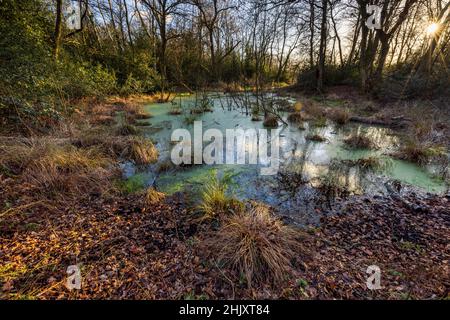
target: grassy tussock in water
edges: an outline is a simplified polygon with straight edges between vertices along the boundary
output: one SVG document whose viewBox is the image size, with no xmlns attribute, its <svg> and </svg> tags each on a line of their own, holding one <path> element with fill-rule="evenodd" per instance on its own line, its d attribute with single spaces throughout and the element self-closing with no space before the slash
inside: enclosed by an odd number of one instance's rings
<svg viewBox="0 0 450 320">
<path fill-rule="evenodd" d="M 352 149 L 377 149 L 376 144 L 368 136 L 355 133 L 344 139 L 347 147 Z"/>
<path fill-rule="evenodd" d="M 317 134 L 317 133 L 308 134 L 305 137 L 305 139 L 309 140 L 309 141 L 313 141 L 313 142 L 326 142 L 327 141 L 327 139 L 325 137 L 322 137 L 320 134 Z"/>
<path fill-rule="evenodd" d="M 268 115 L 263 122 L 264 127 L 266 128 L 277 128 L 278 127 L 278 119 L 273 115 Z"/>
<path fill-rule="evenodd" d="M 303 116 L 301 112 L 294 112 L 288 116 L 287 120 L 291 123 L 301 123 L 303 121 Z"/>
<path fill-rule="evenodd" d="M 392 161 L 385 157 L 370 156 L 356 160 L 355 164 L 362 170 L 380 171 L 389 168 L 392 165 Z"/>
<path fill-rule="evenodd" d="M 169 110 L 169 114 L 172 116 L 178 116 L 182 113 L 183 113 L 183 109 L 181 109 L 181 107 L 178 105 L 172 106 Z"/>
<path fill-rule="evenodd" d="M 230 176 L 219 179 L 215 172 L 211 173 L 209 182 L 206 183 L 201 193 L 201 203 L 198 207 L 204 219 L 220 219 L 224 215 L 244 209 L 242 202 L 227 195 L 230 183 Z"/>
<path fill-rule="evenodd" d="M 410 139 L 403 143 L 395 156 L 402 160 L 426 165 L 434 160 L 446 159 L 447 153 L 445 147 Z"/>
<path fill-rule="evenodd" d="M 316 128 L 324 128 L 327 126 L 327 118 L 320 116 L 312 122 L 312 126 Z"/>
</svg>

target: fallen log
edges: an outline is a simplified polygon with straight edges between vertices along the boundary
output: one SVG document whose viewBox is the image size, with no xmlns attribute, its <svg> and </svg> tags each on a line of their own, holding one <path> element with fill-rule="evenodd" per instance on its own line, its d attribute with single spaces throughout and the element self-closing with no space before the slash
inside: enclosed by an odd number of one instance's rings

☆ ☆ ☆

● The task: Transcribe the full listing above exactly as it stands, minus the pictures.

● Solution below:
target: grassy tussock in water
edges: an outline is a simplified polygon with straight edges between vertices along the boundary
output: one SVG document whose viewBox is the image size, with no xmlns attribute, its <svg> and </svg> tags each on a line of their own, holding one <path> element with fill-rule="evenodd" per instance on its own line, its d attribute with single spaces throughout and the element self-closing with no space before the slash
inside: enclosed by an odd number of one instance's rings
<svg viewBox="0 0 450 320">
<path fill-rule="evenodd" d="M 352 149 L 377 149 L 376 144 L 368 136 L 355 133 L 344 139 L 347 147 Z"/>
<path fill-rule="evenodd" d="M 317 134 L 317 133 L 308 134 L 305 137 L 305 139 L 309 140 L 309 141 L 313 141 L 313 142 L 326 142 L 327 141 L 327 139 L 325 137 L 322 137 L 320 134 Z"/>
<path fill-rule="evenodd" d="M 268 115 L 263 122 L 264 127 L 266 128 L 277 128 L 278 127 L 278 119 L 273 115 Z"/>
<path fill-rule="evenodd" d="M 303 116 L 301 112 L 294 112 L 288 116 L 287 120 L 291 123 L 301 123 L 303 121 Z"/>
<path fill-rule="evenodd" d="M 392 161 L 385 157 L 370 156 L 356 160 L 355 164 L 362 170 L 380 171 L 389 168 L 392 165 Z"/>
<path fill-rule="evenodd" d="M 169 110 L 169 114 L 172 116 L 178 116 L 182 113 L 183 113 L 183 109 L 181 109 L 181 107 L 178 105 L 172 106 Z"/>
<path fill-rule="evenodd" d="M 230 176 L 219 179 L 215 172 L 211 173 L 209 182 L 206 183 L 201 193 L 201 203 L 198 207 L 204 219 L 220 219 L 224 215 L 244 209 L 242 202 L 227 195 L 230 183 Z"/>
<path fill-rule="evenodd" d="M 410 139 L 403 143 L 395 156 L 402 160 L 426 165 L 434 160 L 446 159 L 447 153 L 445 147 Z"/>
<path fill-rule="evenodd" d="M 316 128 L 324 128 L 327 126 L 327 118 L 320 116 L 312 122 L 312 126 Z"/>
</svg>

target: fallen log
edges: an outline is a simplified polygon with straight edges between vertices along the boundary
output: one SVG document whose viewBox is the image size, with no xmlns attribute, its <svg> and </svg> tags each on a line of their own, holding one <path> element with fill-rule="evenodd" per instance on its own line, its d attribute with single spaces throughout and the element self-closing with no space before the slash
inside: enclosed by an odd number of one instance's rings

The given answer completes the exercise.